Source data Block Start

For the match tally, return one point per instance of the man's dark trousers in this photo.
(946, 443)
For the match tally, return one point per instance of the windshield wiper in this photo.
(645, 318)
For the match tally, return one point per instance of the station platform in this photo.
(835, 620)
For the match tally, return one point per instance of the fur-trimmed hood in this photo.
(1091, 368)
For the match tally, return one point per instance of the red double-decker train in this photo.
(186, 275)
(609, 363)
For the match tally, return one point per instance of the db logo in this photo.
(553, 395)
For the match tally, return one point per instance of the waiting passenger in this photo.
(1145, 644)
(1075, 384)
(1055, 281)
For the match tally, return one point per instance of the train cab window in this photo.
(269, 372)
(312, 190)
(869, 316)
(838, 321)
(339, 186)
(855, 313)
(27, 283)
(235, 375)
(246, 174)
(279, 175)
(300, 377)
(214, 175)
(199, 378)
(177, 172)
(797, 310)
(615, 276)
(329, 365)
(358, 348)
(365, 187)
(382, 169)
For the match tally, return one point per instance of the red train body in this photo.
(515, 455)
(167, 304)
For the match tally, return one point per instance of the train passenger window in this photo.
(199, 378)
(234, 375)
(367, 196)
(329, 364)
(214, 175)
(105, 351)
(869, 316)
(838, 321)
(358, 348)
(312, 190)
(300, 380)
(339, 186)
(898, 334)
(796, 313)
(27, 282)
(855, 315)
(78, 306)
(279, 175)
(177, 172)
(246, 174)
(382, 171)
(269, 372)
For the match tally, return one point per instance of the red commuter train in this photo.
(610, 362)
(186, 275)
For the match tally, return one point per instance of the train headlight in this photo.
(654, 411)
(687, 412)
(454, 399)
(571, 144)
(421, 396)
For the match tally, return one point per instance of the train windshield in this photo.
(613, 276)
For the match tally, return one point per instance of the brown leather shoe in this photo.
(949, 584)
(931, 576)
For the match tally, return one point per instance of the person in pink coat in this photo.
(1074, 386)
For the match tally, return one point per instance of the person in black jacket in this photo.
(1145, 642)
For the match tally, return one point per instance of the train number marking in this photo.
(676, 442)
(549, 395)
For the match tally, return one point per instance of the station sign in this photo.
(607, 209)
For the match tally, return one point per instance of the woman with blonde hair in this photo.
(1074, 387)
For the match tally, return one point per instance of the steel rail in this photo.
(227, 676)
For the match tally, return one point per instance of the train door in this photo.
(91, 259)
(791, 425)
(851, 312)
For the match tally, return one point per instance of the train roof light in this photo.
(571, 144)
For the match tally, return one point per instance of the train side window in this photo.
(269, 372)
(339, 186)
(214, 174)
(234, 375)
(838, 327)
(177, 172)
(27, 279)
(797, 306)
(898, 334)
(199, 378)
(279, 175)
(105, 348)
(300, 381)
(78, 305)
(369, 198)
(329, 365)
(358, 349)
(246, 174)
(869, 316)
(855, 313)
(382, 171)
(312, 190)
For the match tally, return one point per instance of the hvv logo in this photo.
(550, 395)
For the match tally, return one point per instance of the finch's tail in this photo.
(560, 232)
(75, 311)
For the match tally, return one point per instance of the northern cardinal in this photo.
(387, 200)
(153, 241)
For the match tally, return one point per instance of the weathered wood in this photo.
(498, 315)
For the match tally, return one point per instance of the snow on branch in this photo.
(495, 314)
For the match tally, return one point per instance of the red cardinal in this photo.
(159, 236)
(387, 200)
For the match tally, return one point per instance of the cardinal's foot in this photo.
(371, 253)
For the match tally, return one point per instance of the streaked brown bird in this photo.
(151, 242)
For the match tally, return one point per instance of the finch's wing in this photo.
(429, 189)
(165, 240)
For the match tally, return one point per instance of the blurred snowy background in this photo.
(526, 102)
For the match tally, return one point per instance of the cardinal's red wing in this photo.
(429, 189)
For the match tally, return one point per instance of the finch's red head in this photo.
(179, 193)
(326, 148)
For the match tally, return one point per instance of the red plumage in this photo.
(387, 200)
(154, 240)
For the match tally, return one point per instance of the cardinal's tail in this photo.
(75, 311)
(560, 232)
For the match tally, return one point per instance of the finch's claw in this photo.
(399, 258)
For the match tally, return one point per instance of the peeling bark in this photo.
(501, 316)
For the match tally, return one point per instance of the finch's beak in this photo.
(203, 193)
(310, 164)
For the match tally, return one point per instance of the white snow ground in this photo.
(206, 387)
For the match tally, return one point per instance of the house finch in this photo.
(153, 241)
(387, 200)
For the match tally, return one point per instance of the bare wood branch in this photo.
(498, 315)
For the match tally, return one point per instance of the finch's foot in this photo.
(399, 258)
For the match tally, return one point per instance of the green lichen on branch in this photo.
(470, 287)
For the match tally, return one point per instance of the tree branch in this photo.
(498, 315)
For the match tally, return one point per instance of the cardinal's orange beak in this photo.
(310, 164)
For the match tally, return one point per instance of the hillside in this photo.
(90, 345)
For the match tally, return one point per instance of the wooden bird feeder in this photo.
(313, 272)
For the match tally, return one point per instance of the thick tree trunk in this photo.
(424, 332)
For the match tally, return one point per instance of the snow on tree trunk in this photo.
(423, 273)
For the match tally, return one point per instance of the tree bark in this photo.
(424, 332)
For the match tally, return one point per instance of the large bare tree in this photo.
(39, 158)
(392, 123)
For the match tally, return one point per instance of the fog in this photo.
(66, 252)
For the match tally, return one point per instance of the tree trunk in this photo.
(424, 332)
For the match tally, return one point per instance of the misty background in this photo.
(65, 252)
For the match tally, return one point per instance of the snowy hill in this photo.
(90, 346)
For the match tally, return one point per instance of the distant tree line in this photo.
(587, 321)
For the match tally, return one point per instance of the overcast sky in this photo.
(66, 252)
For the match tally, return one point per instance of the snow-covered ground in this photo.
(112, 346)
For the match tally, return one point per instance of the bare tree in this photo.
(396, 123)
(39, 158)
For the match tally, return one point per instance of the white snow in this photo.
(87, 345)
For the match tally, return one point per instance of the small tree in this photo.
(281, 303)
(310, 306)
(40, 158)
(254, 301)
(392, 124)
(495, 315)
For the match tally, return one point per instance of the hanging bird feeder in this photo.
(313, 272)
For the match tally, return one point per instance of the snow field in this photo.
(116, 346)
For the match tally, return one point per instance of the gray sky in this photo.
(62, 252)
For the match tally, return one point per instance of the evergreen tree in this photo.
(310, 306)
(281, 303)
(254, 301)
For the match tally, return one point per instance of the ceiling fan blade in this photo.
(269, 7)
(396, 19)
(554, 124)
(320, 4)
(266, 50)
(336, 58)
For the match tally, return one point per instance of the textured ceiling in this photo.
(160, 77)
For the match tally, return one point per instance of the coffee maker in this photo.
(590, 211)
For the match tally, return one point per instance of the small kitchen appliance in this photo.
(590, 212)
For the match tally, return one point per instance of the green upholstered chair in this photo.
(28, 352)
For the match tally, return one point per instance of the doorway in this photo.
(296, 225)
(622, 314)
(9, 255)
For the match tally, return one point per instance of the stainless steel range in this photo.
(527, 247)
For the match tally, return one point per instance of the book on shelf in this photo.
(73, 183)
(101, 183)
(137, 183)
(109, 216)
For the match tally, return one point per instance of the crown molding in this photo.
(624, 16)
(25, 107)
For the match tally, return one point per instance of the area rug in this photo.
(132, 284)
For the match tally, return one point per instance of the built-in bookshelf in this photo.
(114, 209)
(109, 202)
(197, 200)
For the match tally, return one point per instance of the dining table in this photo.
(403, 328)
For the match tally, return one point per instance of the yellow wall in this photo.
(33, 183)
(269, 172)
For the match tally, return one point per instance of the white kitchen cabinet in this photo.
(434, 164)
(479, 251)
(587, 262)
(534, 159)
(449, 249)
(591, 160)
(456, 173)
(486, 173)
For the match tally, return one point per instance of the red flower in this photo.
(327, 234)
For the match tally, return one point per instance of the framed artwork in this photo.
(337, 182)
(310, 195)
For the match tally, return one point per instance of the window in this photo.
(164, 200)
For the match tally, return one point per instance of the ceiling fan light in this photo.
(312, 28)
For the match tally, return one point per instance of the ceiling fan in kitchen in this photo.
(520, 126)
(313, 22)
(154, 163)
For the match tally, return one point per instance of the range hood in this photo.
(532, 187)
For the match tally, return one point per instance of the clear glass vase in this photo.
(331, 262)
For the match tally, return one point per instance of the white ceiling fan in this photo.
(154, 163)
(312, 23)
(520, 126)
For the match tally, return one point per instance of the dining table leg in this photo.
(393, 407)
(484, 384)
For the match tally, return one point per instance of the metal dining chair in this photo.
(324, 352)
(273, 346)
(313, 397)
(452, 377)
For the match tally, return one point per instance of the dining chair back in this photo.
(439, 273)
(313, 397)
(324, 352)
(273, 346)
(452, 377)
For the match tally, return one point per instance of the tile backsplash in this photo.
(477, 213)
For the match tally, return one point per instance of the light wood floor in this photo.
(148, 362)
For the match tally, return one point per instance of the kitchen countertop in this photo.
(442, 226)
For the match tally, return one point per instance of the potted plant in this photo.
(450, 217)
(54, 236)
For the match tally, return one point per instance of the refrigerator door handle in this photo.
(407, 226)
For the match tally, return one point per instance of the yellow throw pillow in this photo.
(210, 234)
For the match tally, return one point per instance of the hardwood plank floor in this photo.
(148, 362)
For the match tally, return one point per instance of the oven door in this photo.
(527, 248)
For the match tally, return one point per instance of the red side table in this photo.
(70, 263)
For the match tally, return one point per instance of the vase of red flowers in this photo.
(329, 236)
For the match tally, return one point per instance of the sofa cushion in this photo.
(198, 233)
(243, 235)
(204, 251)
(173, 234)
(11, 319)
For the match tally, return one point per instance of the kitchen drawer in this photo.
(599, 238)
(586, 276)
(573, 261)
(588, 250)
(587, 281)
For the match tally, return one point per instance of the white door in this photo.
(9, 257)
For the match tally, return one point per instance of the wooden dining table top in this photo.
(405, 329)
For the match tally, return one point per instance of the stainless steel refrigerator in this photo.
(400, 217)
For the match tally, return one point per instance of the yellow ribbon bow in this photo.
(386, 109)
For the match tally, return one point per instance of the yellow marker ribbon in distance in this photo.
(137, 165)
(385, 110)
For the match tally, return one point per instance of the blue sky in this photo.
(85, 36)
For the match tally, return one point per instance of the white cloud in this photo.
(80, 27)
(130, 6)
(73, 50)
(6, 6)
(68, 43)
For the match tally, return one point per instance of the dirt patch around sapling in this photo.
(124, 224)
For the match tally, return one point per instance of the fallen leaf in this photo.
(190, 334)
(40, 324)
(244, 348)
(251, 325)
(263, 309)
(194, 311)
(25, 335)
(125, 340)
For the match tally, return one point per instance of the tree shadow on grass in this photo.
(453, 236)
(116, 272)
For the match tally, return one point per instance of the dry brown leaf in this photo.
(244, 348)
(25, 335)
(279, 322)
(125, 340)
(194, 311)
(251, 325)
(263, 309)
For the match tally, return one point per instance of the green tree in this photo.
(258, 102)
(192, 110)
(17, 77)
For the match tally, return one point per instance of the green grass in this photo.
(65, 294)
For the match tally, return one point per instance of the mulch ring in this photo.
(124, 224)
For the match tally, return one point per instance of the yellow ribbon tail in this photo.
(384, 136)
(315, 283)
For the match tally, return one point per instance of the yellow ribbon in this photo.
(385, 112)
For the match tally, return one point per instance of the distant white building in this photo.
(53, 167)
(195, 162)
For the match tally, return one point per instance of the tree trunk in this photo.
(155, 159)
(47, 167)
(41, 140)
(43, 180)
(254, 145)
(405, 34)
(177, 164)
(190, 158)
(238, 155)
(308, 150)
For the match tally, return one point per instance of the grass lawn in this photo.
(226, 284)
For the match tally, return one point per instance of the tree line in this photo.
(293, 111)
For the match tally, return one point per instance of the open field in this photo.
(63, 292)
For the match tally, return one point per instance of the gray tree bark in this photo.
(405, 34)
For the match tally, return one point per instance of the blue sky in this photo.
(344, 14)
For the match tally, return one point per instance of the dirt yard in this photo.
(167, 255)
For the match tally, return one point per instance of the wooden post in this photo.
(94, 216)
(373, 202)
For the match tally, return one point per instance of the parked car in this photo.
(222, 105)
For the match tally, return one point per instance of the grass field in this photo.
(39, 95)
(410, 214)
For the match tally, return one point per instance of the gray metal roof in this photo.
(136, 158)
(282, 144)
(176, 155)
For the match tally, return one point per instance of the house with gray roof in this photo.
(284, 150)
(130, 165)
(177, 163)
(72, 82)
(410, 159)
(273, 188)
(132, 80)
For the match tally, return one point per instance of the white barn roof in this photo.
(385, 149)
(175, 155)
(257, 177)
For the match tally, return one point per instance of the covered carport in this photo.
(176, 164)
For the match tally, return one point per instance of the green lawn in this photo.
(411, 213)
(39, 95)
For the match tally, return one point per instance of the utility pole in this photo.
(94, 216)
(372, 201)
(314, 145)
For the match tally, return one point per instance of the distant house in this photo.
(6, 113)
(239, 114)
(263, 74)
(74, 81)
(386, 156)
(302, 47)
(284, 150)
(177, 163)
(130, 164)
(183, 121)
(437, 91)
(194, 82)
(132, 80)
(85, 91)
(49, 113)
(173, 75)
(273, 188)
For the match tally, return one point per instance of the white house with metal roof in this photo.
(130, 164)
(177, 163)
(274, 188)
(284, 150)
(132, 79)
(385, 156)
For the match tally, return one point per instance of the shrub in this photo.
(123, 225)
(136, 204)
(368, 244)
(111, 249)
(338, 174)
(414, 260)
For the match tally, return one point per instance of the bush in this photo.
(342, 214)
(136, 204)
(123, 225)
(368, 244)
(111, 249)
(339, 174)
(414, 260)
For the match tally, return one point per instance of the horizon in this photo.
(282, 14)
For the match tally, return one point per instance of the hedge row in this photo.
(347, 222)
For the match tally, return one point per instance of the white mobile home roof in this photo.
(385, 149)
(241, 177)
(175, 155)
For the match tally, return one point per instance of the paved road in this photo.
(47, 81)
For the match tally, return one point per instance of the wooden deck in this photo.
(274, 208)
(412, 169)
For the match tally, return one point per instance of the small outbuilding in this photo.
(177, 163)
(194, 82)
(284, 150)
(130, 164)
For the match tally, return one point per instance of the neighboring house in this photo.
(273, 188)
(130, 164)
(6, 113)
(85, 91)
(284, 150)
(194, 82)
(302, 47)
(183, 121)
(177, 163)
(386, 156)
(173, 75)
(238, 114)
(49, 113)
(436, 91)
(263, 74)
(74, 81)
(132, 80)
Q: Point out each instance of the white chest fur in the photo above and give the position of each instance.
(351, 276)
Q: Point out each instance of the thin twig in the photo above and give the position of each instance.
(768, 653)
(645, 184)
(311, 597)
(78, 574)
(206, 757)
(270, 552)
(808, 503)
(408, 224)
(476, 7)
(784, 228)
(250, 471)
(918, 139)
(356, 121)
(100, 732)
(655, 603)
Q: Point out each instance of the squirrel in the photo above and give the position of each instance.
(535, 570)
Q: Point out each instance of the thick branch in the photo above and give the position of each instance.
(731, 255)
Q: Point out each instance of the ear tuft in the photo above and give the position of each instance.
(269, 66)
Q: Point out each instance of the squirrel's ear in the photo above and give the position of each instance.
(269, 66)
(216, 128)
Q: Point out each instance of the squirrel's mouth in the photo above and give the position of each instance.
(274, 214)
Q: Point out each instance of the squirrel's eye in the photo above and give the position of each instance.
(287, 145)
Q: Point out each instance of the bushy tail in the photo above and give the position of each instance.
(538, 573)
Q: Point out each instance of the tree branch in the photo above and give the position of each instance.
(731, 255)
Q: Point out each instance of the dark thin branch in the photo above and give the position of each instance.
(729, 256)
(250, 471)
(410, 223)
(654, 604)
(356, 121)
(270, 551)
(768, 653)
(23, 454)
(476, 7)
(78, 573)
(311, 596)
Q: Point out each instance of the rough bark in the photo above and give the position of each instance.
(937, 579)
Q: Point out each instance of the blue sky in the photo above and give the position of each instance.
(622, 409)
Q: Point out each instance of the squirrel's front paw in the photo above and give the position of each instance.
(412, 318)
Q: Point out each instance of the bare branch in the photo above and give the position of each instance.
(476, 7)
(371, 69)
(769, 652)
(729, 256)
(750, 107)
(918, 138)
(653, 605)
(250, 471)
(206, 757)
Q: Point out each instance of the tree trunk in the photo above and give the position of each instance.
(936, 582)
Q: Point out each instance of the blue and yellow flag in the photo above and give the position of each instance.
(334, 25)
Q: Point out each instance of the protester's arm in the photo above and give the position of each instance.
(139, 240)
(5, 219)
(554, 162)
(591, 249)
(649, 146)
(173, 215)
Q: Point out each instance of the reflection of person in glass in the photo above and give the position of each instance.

Source data Block End

• _Problem description_:
What is needed is an exact copy of the lines from the one containing "Q: Point out each instance of the dark" through the last line of the records, and nothing else.

• _The answer_:
Q: Point out each instance of the dark thin branch in the photo above and give the position of each instance.
(729, 256)
(250, 471)
(410, 223)
(654, 604)
(356, 121)
(270, 551)
(768, 653)
(23, 454)
(476, 7)
(78, 573)
(311, 596)
Q: Point out each instance of the rough bark in the photo above and give the position of each instance.
(937, 579)
Q: Point out each instance of the blue sky in the photo above and give the position of each instance.
(622, 409)
Q: Point out each instance of the squirrel's front paw in the photo above and give the position of each instance.
(412, 318)
Q: Point out each instance of the bare branch in the photo above and give the position of each instance.
(476, 7)
(371, 69)
(769, 652)
(729, 256)
(750, 107)
(918, 138)
(653, 605)
(250, 471)
(206, 757)
Q: Point out each instance of the tree trunk in the photo above and give the position of each instance.
(936, 582)
Q: Point out each instance of the blue and yellow flag in the photo above and give the position of each instance.
(334, 25)
Q: Point out each instance of the protester's arm in the photo above and give the position of each instance.
(139, 240)
(5, 219)
(554, 162)
(591, 249)
(649, 146)
(173, 215)
Q: Point out each instance of the reflection of person in glass in the photo above and give the position of each instance.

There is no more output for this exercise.